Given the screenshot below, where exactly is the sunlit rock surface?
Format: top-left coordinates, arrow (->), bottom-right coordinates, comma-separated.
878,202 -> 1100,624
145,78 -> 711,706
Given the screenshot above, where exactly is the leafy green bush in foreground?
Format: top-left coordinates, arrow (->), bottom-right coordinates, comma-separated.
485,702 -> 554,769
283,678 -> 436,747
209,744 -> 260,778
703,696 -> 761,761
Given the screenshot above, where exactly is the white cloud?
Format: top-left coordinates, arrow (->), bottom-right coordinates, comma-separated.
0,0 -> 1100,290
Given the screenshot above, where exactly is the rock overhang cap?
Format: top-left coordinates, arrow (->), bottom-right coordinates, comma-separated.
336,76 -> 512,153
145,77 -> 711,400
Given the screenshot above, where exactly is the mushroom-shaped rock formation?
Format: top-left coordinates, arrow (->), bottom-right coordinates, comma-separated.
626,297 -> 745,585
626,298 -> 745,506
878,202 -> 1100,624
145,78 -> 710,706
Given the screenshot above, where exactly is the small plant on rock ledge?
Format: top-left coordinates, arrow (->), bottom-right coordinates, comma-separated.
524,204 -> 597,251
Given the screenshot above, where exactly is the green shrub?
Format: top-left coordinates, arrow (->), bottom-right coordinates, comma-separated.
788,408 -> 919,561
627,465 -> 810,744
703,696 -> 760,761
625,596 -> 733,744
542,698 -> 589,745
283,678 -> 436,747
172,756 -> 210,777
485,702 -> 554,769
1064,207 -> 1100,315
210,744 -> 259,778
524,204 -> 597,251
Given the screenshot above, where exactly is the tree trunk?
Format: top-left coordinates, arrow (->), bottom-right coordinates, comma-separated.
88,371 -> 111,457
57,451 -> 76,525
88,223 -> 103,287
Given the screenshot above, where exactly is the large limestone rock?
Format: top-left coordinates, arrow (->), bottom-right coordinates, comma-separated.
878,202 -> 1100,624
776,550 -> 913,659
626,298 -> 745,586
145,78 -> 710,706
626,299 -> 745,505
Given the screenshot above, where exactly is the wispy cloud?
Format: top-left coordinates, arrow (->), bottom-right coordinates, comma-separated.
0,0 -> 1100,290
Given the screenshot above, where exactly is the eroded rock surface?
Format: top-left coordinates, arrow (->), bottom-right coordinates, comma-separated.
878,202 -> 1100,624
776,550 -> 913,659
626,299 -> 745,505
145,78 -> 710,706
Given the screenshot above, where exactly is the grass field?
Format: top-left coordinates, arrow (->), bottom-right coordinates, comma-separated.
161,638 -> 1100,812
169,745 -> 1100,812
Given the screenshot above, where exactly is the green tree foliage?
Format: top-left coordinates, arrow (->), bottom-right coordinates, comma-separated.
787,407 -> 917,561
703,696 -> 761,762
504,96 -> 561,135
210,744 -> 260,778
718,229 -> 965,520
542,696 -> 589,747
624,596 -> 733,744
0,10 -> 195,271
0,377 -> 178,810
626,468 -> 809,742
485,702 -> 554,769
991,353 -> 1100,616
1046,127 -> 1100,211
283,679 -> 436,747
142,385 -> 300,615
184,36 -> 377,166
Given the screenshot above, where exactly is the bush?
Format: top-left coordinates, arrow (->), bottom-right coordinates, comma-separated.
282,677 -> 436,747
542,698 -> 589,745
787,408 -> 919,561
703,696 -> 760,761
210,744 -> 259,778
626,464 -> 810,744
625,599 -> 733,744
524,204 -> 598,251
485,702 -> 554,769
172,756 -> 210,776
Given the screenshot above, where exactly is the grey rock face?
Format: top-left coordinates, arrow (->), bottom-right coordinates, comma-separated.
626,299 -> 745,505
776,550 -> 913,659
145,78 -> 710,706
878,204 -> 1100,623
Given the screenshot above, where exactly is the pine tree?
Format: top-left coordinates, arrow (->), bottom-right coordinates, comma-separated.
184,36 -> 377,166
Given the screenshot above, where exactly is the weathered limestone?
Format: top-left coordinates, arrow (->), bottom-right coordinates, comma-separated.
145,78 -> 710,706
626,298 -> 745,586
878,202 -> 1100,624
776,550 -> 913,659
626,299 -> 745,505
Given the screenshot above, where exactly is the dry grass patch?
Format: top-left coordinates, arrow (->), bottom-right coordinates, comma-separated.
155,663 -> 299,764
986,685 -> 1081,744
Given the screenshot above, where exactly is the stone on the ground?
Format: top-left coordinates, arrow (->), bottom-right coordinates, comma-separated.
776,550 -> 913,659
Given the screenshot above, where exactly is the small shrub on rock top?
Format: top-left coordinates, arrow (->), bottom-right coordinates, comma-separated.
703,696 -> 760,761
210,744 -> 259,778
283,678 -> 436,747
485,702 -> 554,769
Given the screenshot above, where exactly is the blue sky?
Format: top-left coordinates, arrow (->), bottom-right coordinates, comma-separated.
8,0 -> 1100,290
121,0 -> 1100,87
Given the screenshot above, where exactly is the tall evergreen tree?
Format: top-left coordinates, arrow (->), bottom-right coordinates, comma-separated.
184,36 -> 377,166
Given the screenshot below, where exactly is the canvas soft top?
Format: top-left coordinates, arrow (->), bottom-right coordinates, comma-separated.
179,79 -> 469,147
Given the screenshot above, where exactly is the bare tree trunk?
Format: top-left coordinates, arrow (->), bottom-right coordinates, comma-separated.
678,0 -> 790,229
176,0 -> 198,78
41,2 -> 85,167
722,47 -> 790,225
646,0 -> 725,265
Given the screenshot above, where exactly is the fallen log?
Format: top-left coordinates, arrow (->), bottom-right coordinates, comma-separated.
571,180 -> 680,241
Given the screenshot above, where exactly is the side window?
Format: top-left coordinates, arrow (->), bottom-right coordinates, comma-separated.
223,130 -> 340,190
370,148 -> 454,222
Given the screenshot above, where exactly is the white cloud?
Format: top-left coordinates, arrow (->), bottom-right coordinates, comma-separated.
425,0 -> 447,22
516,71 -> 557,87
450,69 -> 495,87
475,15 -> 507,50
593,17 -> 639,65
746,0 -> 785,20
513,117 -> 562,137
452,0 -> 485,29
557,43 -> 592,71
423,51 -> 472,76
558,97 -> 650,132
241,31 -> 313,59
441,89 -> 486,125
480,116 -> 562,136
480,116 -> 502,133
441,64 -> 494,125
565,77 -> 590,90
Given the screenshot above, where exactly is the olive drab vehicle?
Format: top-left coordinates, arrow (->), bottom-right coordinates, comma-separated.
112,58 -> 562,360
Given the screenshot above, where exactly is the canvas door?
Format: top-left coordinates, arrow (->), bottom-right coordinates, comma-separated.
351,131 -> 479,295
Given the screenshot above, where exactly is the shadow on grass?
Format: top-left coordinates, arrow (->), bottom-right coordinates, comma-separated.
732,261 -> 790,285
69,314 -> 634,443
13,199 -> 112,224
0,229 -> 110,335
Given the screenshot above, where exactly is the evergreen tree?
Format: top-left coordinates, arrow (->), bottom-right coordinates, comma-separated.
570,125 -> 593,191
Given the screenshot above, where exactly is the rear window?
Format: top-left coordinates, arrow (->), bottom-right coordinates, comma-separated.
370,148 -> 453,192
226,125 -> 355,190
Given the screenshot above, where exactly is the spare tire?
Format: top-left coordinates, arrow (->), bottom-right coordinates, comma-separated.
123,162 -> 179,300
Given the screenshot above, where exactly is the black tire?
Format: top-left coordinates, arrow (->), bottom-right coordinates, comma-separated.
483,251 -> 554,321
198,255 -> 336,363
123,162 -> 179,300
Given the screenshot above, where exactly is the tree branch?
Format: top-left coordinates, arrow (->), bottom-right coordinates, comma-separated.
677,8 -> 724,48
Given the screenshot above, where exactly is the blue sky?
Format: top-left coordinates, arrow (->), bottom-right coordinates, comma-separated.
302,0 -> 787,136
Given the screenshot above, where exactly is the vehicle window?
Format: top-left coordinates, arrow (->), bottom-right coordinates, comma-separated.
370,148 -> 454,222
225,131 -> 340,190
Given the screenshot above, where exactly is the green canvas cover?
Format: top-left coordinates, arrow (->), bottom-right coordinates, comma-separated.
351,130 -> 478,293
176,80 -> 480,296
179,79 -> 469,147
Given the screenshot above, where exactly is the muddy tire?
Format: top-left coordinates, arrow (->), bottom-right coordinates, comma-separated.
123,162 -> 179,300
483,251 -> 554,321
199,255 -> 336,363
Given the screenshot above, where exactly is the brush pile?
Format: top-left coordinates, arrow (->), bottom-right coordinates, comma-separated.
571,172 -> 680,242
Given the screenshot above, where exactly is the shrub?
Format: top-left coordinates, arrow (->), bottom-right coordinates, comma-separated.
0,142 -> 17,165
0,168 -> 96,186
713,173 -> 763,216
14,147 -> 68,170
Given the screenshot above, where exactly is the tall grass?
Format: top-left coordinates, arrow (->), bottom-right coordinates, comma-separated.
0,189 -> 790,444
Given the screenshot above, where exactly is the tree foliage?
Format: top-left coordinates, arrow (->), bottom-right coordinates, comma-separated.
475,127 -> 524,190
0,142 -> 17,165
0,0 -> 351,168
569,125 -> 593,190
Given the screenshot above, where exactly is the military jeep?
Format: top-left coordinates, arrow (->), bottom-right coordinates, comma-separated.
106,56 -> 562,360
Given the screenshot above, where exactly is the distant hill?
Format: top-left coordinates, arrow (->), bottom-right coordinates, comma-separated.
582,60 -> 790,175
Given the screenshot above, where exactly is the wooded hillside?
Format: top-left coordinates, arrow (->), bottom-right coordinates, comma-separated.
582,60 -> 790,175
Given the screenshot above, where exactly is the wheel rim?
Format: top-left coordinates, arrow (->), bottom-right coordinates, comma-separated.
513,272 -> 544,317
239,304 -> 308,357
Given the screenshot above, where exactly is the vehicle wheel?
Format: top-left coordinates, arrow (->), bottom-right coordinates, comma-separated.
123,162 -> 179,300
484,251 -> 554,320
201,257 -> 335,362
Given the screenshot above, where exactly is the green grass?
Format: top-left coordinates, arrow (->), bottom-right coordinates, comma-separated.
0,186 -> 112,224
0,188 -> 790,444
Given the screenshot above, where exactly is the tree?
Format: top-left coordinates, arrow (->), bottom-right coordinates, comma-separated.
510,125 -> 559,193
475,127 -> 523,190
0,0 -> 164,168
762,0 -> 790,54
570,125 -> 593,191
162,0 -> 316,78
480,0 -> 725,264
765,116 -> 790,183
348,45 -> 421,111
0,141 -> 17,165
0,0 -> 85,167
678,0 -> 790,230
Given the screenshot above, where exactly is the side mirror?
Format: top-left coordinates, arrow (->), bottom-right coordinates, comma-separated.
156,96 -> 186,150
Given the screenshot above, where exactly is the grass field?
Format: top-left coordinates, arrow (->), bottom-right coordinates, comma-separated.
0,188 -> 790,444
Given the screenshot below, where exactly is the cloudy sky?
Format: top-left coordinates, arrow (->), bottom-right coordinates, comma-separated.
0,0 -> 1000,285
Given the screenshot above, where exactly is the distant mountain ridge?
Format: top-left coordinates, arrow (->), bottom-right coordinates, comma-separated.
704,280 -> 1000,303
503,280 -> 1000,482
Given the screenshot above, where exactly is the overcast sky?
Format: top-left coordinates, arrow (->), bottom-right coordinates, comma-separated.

★ ★ ★ ★ ★

» WHAT TO DO
Starting at the line that has "Given the screenshot below, where exactly is the cloudy" and stopping after the line that has "0,0 -> 1000,285", write those records out again with "cloudy sky" swapped for "gray sky" and everything else left as it is.

» REPLY
Given the screenshot below, where exactly is the gray sky?
Format: top-left coordinates, arrow (->), bottom-right coordinates, comma-separated.
0,0 -> 1000,285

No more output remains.